## Work required:
Copy each line of the listing below exactly.

## Data to use:
>> Start

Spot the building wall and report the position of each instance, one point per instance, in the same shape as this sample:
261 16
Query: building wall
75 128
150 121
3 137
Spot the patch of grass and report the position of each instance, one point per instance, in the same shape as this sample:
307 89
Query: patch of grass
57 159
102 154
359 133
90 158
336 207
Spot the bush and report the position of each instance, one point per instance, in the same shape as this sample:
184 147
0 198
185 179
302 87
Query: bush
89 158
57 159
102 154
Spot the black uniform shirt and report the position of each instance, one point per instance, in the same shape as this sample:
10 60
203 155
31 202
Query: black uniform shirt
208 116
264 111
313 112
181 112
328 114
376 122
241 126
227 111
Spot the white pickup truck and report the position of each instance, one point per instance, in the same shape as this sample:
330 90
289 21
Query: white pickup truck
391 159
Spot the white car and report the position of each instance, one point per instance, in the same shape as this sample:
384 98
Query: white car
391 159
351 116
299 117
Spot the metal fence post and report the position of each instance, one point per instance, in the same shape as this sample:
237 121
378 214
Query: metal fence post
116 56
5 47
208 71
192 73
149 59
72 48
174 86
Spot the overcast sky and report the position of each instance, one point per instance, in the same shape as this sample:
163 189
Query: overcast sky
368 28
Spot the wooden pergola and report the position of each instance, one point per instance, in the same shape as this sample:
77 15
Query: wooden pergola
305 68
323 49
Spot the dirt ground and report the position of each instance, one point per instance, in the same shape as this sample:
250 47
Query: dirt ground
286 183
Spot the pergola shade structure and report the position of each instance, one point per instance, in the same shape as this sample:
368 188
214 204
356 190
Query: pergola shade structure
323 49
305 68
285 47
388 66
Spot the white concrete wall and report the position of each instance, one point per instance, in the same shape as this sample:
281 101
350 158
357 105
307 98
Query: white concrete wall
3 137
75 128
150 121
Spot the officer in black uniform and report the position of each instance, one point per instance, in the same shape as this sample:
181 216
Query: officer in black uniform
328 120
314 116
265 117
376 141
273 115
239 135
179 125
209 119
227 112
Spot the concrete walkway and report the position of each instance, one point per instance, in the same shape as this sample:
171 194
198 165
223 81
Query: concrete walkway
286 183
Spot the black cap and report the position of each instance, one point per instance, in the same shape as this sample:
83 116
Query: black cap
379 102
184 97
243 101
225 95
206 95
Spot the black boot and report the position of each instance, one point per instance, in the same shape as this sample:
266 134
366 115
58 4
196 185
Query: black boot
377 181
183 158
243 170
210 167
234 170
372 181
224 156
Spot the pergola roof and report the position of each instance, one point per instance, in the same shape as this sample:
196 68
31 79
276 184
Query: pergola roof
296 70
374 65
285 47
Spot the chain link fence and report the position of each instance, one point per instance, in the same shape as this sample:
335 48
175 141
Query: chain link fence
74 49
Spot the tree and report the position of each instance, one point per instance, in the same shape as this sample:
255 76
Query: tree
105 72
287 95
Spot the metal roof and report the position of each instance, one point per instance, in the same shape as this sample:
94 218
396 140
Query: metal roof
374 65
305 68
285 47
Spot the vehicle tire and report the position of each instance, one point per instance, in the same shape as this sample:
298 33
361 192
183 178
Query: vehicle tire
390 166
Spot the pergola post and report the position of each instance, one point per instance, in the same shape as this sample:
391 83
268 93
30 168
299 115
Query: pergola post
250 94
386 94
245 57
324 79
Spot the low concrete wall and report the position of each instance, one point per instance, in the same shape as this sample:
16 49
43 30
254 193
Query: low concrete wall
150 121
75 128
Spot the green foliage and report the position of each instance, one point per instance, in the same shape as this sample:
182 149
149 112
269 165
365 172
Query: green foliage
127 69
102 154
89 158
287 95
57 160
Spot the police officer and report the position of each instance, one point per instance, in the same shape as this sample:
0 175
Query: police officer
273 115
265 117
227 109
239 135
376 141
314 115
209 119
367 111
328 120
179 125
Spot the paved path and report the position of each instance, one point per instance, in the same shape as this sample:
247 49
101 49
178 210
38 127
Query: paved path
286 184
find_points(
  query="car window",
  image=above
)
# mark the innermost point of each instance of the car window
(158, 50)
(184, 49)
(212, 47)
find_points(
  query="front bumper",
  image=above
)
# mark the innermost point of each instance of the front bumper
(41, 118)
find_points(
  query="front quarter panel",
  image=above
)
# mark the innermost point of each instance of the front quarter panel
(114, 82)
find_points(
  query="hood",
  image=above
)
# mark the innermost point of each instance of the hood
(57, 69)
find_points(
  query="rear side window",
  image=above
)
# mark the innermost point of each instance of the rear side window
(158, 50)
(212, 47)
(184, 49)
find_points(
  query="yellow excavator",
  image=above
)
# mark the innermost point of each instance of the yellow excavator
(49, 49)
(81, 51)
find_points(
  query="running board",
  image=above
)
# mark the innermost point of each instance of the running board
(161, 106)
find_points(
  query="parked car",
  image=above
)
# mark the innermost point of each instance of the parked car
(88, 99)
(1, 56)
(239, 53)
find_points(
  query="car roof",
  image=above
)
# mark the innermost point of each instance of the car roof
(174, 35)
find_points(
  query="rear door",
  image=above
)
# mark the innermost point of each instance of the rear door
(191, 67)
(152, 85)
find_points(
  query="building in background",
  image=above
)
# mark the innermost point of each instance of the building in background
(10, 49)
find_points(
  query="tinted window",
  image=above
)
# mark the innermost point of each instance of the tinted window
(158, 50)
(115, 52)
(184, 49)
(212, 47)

>> End

## Task result:
Spot the building wall and report the position of each instance, one point per instance, in the same shape as this sample:
261 16
Query: building wall
75 128
150 121
3 137
Spot the patch of grass and report the position of each instance, one point per instance, in the same shape as this sample:
307 89
Query: patch of grass
57 159
102 154
359 133
90 158
336 207
Spot the bush and report the position of each instance, one point per instance, in the same shape as this sample:
184 147
0 198
185 179
302 87
Query: bush
89 158
57 159
102 154
Spot the black uniform shirt and report the position of each instance, one point per instance, in the same shape as this sample:
10 60
203 155
31 202
Query: black uniform shirt
208 116
264 111
313 112
181 112
328 114
376 122
241 126
227 111
Spot the white pickup truck and report the position of each instance, one point per instance, in the same shape as this sample:
330 90
289 21
Query: white pickup truck
391 159
Spot the white car and report the position of each instance, one point per instance, in the same shape as this sample:
384 98
Query: white car
391 159
351 116
299 117
Spot the metal fence post and report the position of each instance, one point per instance, in the same shape as this sample:
237 121
378 214
Query: metal fence post
116 56
5 47
208 71
192 73
149 59
72 48
174 86
Spot the overcast sky and report the position of each instance, one point per instance, in the same shape as this sample:
163 189
Query: overcast sky
368 28
Spot the wooden pergola and report the position of each instance, one point per instance, in the same shape as this sample:
77 15
Query: wooden pergola
305 68
323 49
Spot the dirt ground and report the position of each instance, one point per instance, in the same shape as this sample:
250 47
Query: dirt ground
286 183
Spot the pergola shade structure and report the position of each instance, one point per instance, in the same shape as this sample:
368 188
214 204
356 190
Query: pergola shade structure
323 49
305 68
285 47
388 66
Spot the white concrete wall and report the position of each instance, one point per instance, in the same shape as this sample:
281 101
350 158
357 105
307 98
Query: white concrete wall
3 137
75 128
150 121
Spot the officer in black uniform and report the position of each instance, one point per instance, in the same shape as this sample:
181 216
Query: officer in black uniform
328 120
314 116
265 117
376 141
273 115
239 135
179 125
209 119
227 112
Spot the concrete walkway and report the position of each instance, one point per instance, in the same shape as this sample:
171 194
198 165
223 81
Query: concrete walkway
286 183
Spot the black cap and report the position of each instance, one point per instance, in the same shape as this sample:
83 116
Query: black cap
379 102
184 97
243 101
225 95
206 95
Spot the black boot and report the position of each instance, one point per instance, in the same shape as this sample:
266 134
366 115
58 4
196 185
Query: black boot
377 181
183 158
243 170
210 167
234 170
372 181
224 156
Spot the pergola roof and report the position of each instance, one point per instance, in the same shape as this sample:
196 68
31 79
276 184
Query: pergola roof
296 70
374 65
285 47
Spot the chain link fence and report the position of each instance, one point per instance, in the same shape as this sample:
335 48
175 141
Query: chain link fence
74 49
Spot the tree and report the position of each instance, one point per instance, in the same shape as this sample:
255 76
Query: tree
105 72
287 95
Spot the metal roof and report the position of each instance, one point per instance, in the same shape as this sample:
94 218
396 140
Query: metal roof
374 65
305 68
285 47
Spot the vehicle tire and report the position of each instance, one point per instance, in the same shape as this sample:
298 33
361 192
183 178
Query: vehicle tire
390 166
Spot the pergola post and report the position of each instance, one point per instance, in the same shape as this sample:
391 83
268 93
30 168
299 115
Query: pergola post
250 94
386 94
245 57
324 79
Spot the low concrete wall and report the position of each instance, one point per instance, in the same shape as this sample:
16 49
43 30
254 193
Query: low concrete wall
150 121
75 128
Spot the green foliage and report the position of each instance, one point per instance, in the same shape as this sample:
182 149
149 112
269 165
365 172
Query: green foliage
127 69
102 154
89 158
287 95
57 160
Spot the police officer and report the position of each instance, one point per instance, in the same shape as this sample:
0 175
Query: police officer
273 115
265 117
227 109
239 135
376 141
314 115
209 119
367 111
328 120
179 125
Spot the paved path and report the position of each instance, one point per instance, in the same shape as this sample:
247 49
101 49
178 210
38 127
Query: paved path
286 184
find_points(
  query="car window",
  image=above
)
# mark the innermost point of each instance of the car window
(158, 50)
(184, 49)
(212, 47)
find_points(
  query="front bumper",
  image=above
)
# mark the innermost point of each instance of the front bumper
(41, 118)
find_points(
  query="front quarter panel",
  image=above
)
# mark the innermost point of each instance of the front quarter panel
(114, 82)
find_points(
  query="hood",
  image=above
)
# mark the innermost point of each instance of the hood
(57, 69)
find_points(
  query="rear side window",
  image=above
)
# mark the innermost point of each instance of the rear side window
(158, 50)
(212, 47)
(184, 49)
find_points(
  query="yellow excavator",
  image=above
)
# mark the innermost point of each instance of the yellow excavator
(49, 49)
(81, 51)
find_points(
  query="running board",
  image=above
)
# mark the innermost point of each instance of the running board
(161, 106)
find_points(
  query="parked car",
  image=above
)
# mark the innermost point of each instance of the parked car
(88, 99)
(1, 56)
(239, 53)
find_points(
  query="car roof",
  image=above
)
# mark the innermost point of each instance of the car roof
(174, 35)
find_points(
  query="rear door",
  image=above
)
# mark the innermost point of each instance of the rear door
(191, 67)
(152, 85)
find_points(
  query="building in background",
  image=above
)
# mark the innermost point of each instance of the building in background
(10, 49)
find_points(
  query="tinted window",
  image=above
)
# mark the innermost point of each instance of the tinted window
(158, 50)
(115, 52)
(184, 49)
(212, 47)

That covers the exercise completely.